TEXT SECTION
After my recent relationship dilemma I thought this might be a good question to address, “What are the rules on ex’s? Is it okay to be friends with an ex? Are you okay with your spouse/significant other/partner being friends with their ex’s? What is behind carrying over old relationships into new ones?
Freda Says: Because this topic is very fresh with me, I think I have some good insight into this. I don’t have an issue with ex’s or at least so I thought. In my situation this was something that was planned long before I came into the picture and therefore was legitimate. I was completely okay with his ex coming into to town to stay with him until he told me that he was attracted to her and she reminded him of me. Even then, the reality of the situation didn’t hit me. I am VERY slow in processing my thoughts, feelings and emotions. I should have said something right then and there. I should have said that I was feeling really insecure about the situation, but I didn’t know what I was feeling until six hours after he picked her up from the airport. My mom and my sister called me earlier in the afternoon to check on me and I was in high spirits, completely okay with everything, trusting and going about my day……..little did I know there was a tsunami brewing the depths of my bowels.
I think I have worked overtime to stuff and suppress any type of feelings and emotions of jealousy deep down inside me because a walk down memory lane reveals that ALL the men I dated were always trying to make me jealous with other women. So at some point, I promised myself I wouldn’t let anyone ever get to me on that level. And jealousy is just plain ugly, it destroys, it hurts and it is a very unattractive quality.
Looking back, I don’t think this guy was deliberately trying to hurt me or make me envious of his friend, he was just being completely honest with me and in his own way trying to make me feel comfortable. I just heard a few sentences.
It was my friend Gabe who said, “I give the guy a lot of credit for being honest with you about the whole situation.” He went on to say, “Most guys wouldn’t have bothered and would have slept with her anyway and just told you they were going out of town or something. The fact that he even bothered to tell you, and that he wanted you to meet her says a lot about him.” Thanks Gabe for always taking the opposite side from everyone else.
Approximately six hours later I digressed rapidly. My mind took over and I started envisioning hot, wild sex, kissing, and so much more. I think the straw that broke the camels back was the fact that all I could remember in my state of mind was that 1.) She reminded him of me……….HOW? And wouldn’t it be fair to say that I reminded him of HER since she was in the picture well before he met me? 2.) Was the small detail of them being alone together in his place for three nights. My imagination had a hay day. I couldn’t sleep, couldn’t eat, couldn’t drink, I just festered with my thoughts. Grrrhhh By the time I met my married friends out for dinner, I had worked myself into a frenzy and could barely hold my tears back. I was a MESS.
Even when he tried to reach out to me, I wouldn’t have anything to do with him, I had made my decision and my decision was final! I didn’t want to be the butt of anyone’s jokes. But he was not them and I kept putting him into that category. Better to get out first then to be the one who is clueless!
Truth be told: I think most guys cheat. I have not had good experiences with men, I fled from the suburbs because of all the married men were constantly telling me about their “bitchy wives” and propositioning me. It was exhausting and really made me sad. It was the beginning of reality for me. I lost a lot of faith in men and in relationships. It is for that very reason that I like this guy, because he is very straight forward, honest and my friends really liked him too and that is why they set us up in the first place.

INFORMATION SUPPLIED
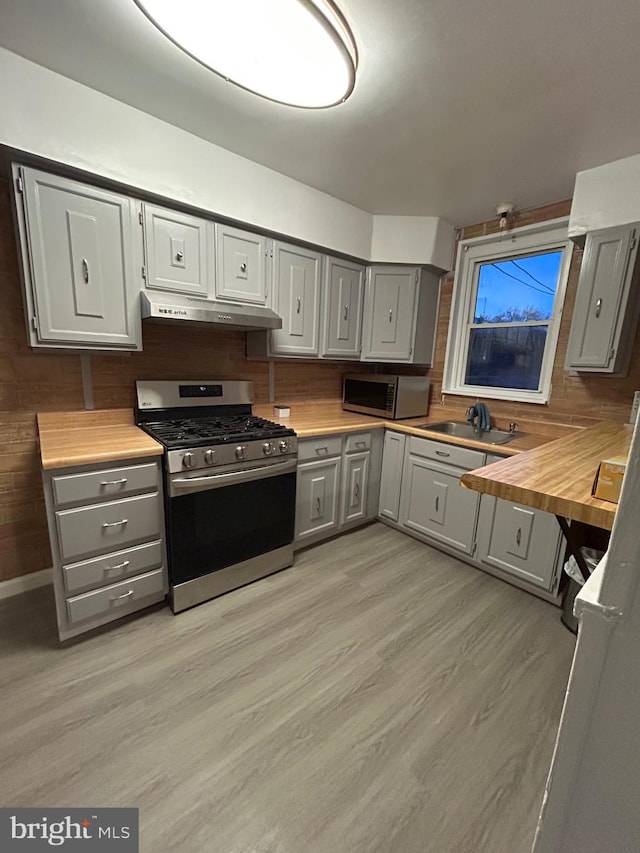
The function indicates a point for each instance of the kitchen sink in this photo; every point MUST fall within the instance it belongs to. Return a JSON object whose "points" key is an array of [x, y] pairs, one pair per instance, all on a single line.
{"points": [[459, 429]]}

WORK REQUIRED
Answer these questions about the post on being friends with an ex:
1. How many hours after he picked his ex up from the airport did Freda know what she was feeling?
2. What did her friend Gabe give the guy a lot of credit for?
3. For how many nights would he and his ex be alone together at his place?
The material comes from a separate source and has no connection to the post about friendship with an ex.

WORKED ANSWER
1. Six hours.
2. For being honest with her about the whole situation.
3. Three nights.